• BRIEF:
Reproduce every one of the lines below word for word, keeping them in the same order.

++++++++

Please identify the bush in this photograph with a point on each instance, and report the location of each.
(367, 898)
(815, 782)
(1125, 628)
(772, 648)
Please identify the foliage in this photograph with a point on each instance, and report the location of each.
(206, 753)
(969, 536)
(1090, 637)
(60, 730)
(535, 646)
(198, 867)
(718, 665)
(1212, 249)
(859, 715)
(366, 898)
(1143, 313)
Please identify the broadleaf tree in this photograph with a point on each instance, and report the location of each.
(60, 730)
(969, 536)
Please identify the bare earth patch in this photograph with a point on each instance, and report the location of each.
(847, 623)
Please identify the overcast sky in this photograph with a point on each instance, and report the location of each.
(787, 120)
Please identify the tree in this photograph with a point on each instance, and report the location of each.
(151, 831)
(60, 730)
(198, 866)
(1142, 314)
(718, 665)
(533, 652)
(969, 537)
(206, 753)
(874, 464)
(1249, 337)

++++++++

• RESULT FOR THIS EXERCISE:
Please identify the bush in this photograph with a point on each instance, and report the location of each.
(367, 898)
(815, 782)
(1125, 628)
(772, 648)
Please identify the foliage in this photograph with a point on each instance, and report the location of each.
(206, 753)
(969, 536)
(1090, 637)
(60, 730)
(535, 646)
(198, 867)
(718, 665)
(1212, 249)
(859, 715)
(366, 898)
(1143, 313)
Please identify the broadleaf tree in this photograph with a point on each instance, and report the location of each.
(60, 730)
(969, 536)
Please identify the bare earth patch in this photograph with a point on each instance, and report the location of each.
(847, 623)
Please identify the overcast sky in this photograph with a point on each instance, and report the location of each.
(787, 120)
Please identify the tree in this photograph with a point on each instance, and report the location of each.
(151, 831)
(60, 730)
(198, 866)
(1142, 314)
(718, 665)
(533, 652)
(969, 537)
(206, 753)
(874, 464)
(1249, 337)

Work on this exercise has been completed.